==== Text segment ====

I could spend twenty pages telling that story, but I won’t. Basically, I had no idea what I was doing and got really frustrated with the politics between the studio and the network. What I learned about TV was that writers are treated with a lot more respect than in film, everything happens much faster, and you can make a helluva lot of money. But the biggest thing a writer should know is that working on a TV show is a job. They make you work for that money and it’s back-breaking. Anybody who creates a show, gets it on the air, sees it through to a hundred episodes and makes money in syndication earned every penny of it.

Between September 2000 and January 2001 you set up three different projects. The first was a pitch (a heist story) based on a magazine article written by Daniel Jeffries, with Bill Mechanic producing. This was followed by a thriller, Twisted, with Sonnenfeld and Jospehson again. Then you were hired to write the remake of Le Cercle Rouge for Brett Ratner and Arthur Sarkissian. Can you tell us a little bit about each project? How they came about? And whatever happened with them?

====

To do:
**a)** Condense the paragraph in the screenwriting passage that begins "I could spend twenty pages" into a short bulleted list that keeps its main facts.
**b)** According to the screenwriting passage, who was producing the heist pitch based on Daniel Jeffries's magazine article?

==== Data ====

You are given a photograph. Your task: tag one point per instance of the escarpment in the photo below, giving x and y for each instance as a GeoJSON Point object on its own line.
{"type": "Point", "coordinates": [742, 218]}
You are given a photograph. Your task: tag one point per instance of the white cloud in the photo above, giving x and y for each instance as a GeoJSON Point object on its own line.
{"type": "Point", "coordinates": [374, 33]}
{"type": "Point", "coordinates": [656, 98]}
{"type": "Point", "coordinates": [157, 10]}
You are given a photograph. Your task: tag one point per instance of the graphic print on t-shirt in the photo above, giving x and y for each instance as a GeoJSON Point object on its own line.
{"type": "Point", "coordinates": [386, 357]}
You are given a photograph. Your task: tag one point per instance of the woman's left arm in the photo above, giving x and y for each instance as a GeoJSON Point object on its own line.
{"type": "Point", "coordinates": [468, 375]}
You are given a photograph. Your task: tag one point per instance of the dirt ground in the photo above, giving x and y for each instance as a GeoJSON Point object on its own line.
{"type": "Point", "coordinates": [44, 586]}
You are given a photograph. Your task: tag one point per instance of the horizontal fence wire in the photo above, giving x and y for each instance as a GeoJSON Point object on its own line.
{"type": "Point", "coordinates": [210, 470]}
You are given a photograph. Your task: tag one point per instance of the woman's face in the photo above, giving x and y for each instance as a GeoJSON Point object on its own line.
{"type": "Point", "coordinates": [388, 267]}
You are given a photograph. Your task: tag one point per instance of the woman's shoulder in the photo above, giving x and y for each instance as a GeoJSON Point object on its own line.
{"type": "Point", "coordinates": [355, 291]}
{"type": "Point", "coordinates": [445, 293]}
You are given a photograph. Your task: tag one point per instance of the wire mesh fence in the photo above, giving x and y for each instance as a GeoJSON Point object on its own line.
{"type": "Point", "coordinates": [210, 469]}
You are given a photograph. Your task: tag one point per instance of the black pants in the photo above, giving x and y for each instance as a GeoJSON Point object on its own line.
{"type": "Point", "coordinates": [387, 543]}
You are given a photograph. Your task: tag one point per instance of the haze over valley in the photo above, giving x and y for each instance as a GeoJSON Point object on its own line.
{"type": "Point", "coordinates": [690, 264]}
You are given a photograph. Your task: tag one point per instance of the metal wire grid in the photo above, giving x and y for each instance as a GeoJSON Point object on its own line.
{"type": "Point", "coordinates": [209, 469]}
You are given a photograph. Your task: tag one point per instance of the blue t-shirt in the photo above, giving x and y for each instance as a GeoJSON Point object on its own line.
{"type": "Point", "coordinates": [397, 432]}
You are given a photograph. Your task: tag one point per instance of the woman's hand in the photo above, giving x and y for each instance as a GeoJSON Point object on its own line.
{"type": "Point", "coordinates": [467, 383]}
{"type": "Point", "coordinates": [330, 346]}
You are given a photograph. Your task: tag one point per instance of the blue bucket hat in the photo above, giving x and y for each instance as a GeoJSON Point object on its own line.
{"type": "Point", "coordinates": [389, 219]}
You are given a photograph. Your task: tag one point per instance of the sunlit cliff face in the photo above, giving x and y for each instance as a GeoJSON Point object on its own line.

====

Results of the tasks:
**a)**
- The speaker chose not to tell the full story, which could fill twenty pages.
- The speaker had no idea what they were doing and grew frustrated with the politics between the studio and the network.
- Compared with film, TV treats writers with more respect, moves much faster, and can pay a great deal of money.
- The key lesson is that working on a TV show is a job, and the work is back-breaking.
- Anyone who creates a show, gets it on the air, reaches a hundred episodes, and profits in syndication earned every penny.

**b)** Bill Mechanic.